Can you write out the whole listing exactly?

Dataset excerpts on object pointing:
***

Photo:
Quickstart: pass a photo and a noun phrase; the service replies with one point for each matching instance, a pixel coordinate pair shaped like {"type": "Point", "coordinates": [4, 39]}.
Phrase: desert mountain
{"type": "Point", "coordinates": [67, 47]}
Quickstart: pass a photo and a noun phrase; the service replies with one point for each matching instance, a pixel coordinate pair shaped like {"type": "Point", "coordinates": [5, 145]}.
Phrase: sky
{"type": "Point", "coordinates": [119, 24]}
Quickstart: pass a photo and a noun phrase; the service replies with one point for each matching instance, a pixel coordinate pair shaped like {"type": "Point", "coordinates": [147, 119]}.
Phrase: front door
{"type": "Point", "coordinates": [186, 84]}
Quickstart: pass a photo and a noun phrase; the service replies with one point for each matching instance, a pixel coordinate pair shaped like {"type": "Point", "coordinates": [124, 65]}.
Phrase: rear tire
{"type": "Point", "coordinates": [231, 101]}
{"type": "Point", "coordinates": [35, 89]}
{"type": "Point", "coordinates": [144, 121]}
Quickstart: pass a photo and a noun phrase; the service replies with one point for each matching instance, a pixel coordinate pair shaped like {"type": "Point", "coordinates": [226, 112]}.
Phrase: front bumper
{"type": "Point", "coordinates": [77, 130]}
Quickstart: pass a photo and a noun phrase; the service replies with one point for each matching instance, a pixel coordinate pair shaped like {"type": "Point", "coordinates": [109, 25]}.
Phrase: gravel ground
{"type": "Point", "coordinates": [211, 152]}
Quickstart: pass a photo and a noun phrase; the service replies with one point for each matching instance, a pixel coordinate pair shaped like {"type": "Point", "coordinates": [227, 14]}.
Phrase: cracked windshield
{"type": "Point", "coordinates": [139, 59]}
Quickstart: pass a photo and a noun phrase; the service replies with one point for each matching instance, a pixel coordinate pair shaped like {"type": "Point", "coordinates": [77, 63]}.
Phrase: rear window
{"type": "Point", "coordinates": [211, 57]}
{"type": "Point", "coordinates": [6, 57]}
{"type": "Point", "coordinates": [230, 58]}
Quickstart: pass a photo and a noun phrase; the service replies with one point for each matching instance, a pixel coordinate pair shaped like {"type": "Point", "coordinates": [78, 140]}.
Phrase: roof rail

***

#### Exercise answer:
Photo:
Quickstart: pass a photo and a noun phrase; the service replies with one point for each matching instance, a pixel coordinate pair shaped like {"type": "Point", "coordinates": [4, 39]}.
Phrase: desert mountain
{"type": "Point", "coordinates": [67, 47]}
Quickstart: pass a photo and a noun phrase; the service replies with one point for each matching instance, a pixel coordinate pair shaped like {"type": "Point", "coordinates": [5, 145]}.
Phrase: sky
{"type": "Point", "coordinates": [119, 24]}
Quickstart: pass a photo and a noun phrase; the service replies with one point for each matching instance, a pixel coordinate pair shaped like {"type": "Point", "coordinates": [147, 119]}.
Phrase: front door
{"type": "Point", "coordinates": [186, 84]}
Quickstart: pass a photo and a noun phrase; the service replies with one point for each matching instance, a pixel coordinate pair shaped like {"type": "Point", "coordinates": [124, 65]}.
Phrase: rear tire
{"type": "Point", "coordinates": [231, 101]}
{"type": "Point", "coordinates": [35, 89]}
{"type": "Point", "coordinates": [144, 121]}
Quickstart: pass a photo and a noun phrase; the service replies with one point for each matching instance, a pixel coordinate pair shaped like {"type": "Point", "coordinates": [226, 112]}.
Phrase: front bumper
{"type": "Point", "coordinates": [77, 130]}
Quickstart: pass a photo and a noun phrase; the service replies with one point for each matching instance, a pixel coordinate pair shaped like {"type": "Point", "coordinates": [109, 25]}.
Phrase: gravel ground
{"type": "Point", "coordinates": [211, 152]}
Quickstart: pass a photo and a noun phrase; the service replies with one point for each matching instance, a pixel coordinate pair shaped like {"type": "Point", "coordinates": [227, 14]}.
Phrase: cracked windshield
{"type": "Point", "coordinates": [139, 59]}
Quickstart: pass a photo and a noun phrase; the service replies with one point for each matching instance, a pixel coordinate pair shaped like {"type": "Point", "coordinates": [77, 63]}.
Phrase: rear window
{"type": "Point", "coordinates": [211, 57]}
{"type": "Point", "coordinates": [6, 57]}
{"type": "Point", "coordinates": [230, 58]}
Quickstart: pass a photo and a noun phrase; the service replies with one point for each matching instance, a pixel coordinate pair shaped like {"type": "Point", "coordinates": [78, 140]}.
Phrase: roof rail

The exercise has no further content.